» **Written instruction A**: Reproduce the cutting-board groove thread starting at "## Cherryville Chuck" and ending at "many cutting boards.", swapping "frame" for "box" throughout that span.
» **Written instruction B**: Write the next part of the forum thread on routing a groove in a maple cutting board, picking up after its final sentence.

» **Source document**:
• • • • • • •

# How to make a jig to route a grove



## keenecowboy (Dec 12, 2010)

I would like to make a jig to route a grove in a maple cutting board. I will need to repeat this on several boards.
The overall size is 16 x 20 end grain maple 1 1/4 inches thick.
I would like the grove to be approx. 3/4 inches from the edge a little more if needed.
I have a DWalt 625 plunge router. 
Thanks
email me if you folks need more information.[email protected]


----------



## bobj3 (Jan 17, 2006)

Hi

Just pop on your edge guide on your router and go for it..

=========



keenecowboy said:


> I would like to make a jig to route a grove in a maple cutting board. I will need to repeat this on several boards.
> The overall size is 16 x 20 end grain maple 1 1/4 inches thick.
> I would like the grove to be approx. 3/4 inches from the edge a little more if needed.
> I have a DWalt 625 plunge router.
> ...


----------



## Cherryville Chuck (Sep 28, 2010)

That's one method. Another is to build a frame that fits around your cutting board. It has to be wide enough so that when the cutting board is centered in the frame, your router bit will cut the groove at the right distance from the edge of the board. To keep the cutting board centered you will cut spacer blocks to fit between the cutting board and the frame. This is a good method for grooving many cutting boards.

• • • • • • •

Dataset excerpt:
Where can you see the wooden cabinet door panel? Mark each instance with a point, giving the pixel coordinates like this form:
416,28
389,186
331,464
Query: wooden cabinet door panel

• • • • • • •

» **Exercise answer A**:
## Cherryville Chuck (Sep 28, 2010)

That's one method. Another is to build a box that fits around your cutting board. It has to be wide enough so that when the cutting board is centered in the box, your router bit will cut the groove at the right distance from the edge of the board. To keep the cutting board centered you will cut spacer blocks to fit between the cutting board and the box. This is a good method for grooving many cutting boards.

» **Exercise answer B**:
----------



## keenecowboy (Dec 12, 2010)

*Frame jig for cutting groves*

I built the frame and am attaching photos of my efforts. 
Here are some problems I encountered.
1. made the initial frame from 2 x4's
2. it racked, with a bow will not lay flat.
3. using a Dewalt 625 as you can see.
4. i trying re-screwing the end pieces but still have the bow. 

Any suggestions would be appreciated.


----------



## wcpalmer (Aug 21, 2010)

Martin,

I suspect one of the 2x4's has a twist in it. When I make jigs I either use MDF or Baltic Birch plywood. If thicker material is needed for the jig, laminate one or more pieces of MDF or plywood. 

I noticed pocket screws used to join the corners pf the frame. These screws are driven at an angle and the material is pulled up at an angle, the direction of force is not at 180 degrees. When using pocket screws to joint a frame. clamp the two piesces to a flat surface before installing the screws.

Bill


----------



## keenecowboy (Dec 12, 2010)

Thanks, I am going to redo the frame as you suggested, and clamp for the pockets.
I need 1 1/4 height so i will laminate two pieces together. Thanks again for the tips.
Martin


----------



## keenecowboy (Dec 12, 2010)

I will need to laminate to build up the thickness what glue would you sugest for the mdf board


----------



## wcpalmer (Aug 21, 2010)

Tight bond II will do just fine. 

Bill


----------



## harrysin (Jan 15, 2007)

keenecowboy said:


> I built the frame and am attaching photos of my efforts.
> Here are some problems I encountered.
> 1. made the initial frame from 2 x4's
> 2. it racked, with a bow will not lay flat.
> ...


A far better and simpler way to make templates is as shown, using 1/2" MDF. Leave the surround wide enough for the router to be stable and/or make a router support, the one shown is made from a side fence, there is no need for it to be that fancy as shown in the last shot of a hastily made one when the fancy one was too tall for the particular job.


----------



## allthunbs (Jun 22, 2008)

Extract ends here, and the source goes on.